— Begin PROVIDED ENTRIES —

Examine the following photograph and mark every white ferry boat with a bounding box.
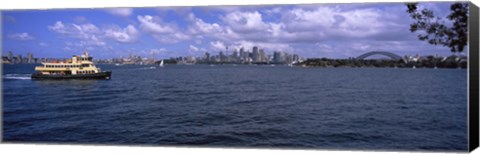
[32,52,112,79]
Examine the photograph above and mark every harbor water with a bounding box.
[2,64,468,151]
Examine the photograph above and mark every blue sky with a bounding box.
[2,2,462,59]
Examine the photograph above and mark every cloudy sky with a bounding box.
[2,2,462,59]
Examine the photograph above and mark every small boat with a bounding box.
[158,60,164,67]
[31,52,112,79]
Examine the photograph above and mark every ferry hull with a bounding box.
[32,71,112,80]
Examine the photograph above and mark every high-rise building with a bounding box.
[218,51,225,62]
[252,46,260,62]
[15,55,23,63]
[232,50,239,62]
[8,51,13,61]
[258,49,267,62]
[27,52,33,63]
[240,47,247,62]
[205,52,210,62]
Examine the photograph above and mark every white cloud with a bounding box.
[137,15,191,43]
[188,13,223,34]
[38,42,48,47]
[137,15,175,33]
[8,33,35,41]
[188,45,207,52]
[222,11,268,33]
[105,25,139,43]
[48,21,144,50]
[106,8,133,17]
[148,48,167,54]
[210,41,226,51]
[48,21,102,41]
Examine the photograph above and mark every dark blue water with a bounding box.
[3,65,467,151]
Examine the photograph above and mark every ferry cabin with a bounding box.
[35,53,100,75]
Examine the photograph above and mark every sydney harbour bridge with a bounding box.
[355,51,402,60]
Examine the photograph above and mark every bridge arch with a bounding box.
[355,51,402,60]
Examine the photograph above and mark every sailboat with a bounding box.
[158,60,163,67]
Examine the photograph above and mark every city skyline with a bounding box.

— End PROVIDED ENTRIES —

■ SET EXERCISE
Rewrite all of the records above, putting "image" wherever "photograph" appears and leaving everything else unchanged. Omit the pictures from your answer.

■ SOLUTION FOR THIS TASK
Examine the following image and mark every white ferry boat with a bounding box.
[32,52,112,79]
Examine the image above and mark every harbor water with a bounding box.
[2,64,468,151]
Examine the image above and mark every blue sky with a bounding box.
[2,2,462,59]
Examine the image above and mark every cloudy sky with a bounding box.
[2,2,462,59]
Examine the image above and mark every small boat with a bounding box.
[158,60,164,67]
[31,52,112,79]
Examine the image above and mark every ferry hull with a bounding box.
[32,71,112,80]
Examine the image above and mark every high-rise building with a bounding box.
[218,51,225,62]
[252,46,260,62]
[15,55,23,63]
[232,50,239,62]
[8,51,13,61]
[258,49,267,62]
[27,52,33,63]
[240,47,247,62]
[205,52,210,62]
Examine the image above and mark every white cloud with a bounding box.
[137,15,191,43]
[188,13,223,34]
[38,42,48,47]
[137,15,175,33]
[8,33,35,41]
[188,45,207,52]
[222,11,268,33]
[105,25,139,43]
[48,21,144,50]
[106,8,133,17]
[148,48,167,54]
[210,41,226,51]
[48,21,102,41]
Examine the image above and mark every dark blue water with a bounding box.
[3,65,467,151]
Examine the image above and mark every ferry cabin with a bounding box.
[35,53,100,75]
Examine the image above and mark every sydney harbour bridge with a bounding box.
[355,51,402,60]
Examine the image above and mark every bridge arch with a bounding box.
[355,51,402,60]
Examine the image above and mark every sailboat with a bounding box.
[158,60,163,67]
Examine the image above and mark every city skyline with a bounding box.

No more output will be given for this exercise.